EXERCISE DETAILS - Below are the records; give the number of their lines that contain the word "rough" and nothing more.

(Saved data entries)
'''

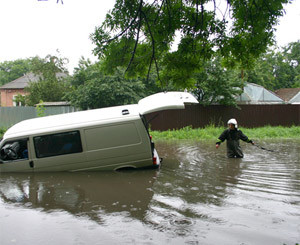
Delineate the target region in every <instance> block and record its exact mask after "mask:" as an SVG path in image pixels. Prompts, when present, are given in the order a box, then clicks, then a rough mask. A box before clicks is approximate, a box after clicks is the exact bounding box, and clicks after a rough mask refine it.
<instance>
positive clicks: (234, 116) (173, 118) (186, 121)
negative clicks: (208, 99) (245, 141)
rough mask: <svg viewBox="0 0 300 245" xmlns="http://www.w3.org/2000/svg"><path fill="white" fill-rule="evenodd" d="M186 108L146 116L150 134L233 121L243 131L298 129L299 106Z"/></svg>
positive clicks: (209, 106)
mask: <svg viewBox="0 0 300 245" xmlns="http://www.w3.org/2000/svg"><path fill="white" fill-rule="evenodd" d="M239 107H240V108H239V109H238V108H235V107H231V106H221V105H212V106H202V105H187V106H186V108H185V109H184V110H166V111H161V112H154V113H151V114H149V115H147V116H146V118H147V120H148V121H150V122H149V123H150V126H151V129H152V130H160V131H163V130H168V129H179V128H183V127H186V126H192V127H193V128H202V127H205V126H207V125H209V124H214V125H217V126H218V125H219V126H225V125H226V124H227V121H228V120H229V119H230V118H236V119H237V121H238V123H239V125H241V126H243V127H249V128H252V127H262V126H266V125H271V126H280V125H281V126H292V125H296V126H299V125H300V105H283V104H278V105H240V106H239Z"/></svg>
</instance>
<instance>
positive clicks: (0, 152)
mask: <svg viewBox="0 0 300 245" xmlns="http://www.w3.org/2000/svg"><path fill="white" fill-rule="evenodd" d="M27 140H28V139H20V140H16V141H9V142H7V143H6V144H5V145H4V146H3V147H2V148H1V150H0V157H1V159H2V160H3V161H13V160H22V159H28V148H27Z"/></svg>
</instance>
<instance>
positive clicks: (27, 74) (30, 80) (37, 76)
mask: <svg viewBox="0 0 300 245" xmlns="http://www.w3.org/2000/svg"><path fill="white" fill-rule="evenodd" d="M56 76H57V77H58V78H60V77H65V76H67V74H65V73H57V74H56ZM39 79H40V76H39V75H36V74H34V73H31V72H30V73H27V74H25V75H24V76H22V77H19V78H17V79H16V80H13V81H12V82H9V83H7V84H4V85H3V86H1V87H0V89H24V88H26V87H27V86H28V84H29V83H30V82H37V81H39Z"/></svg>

'''

RESPONSE FOR THIS EXERCISE - 2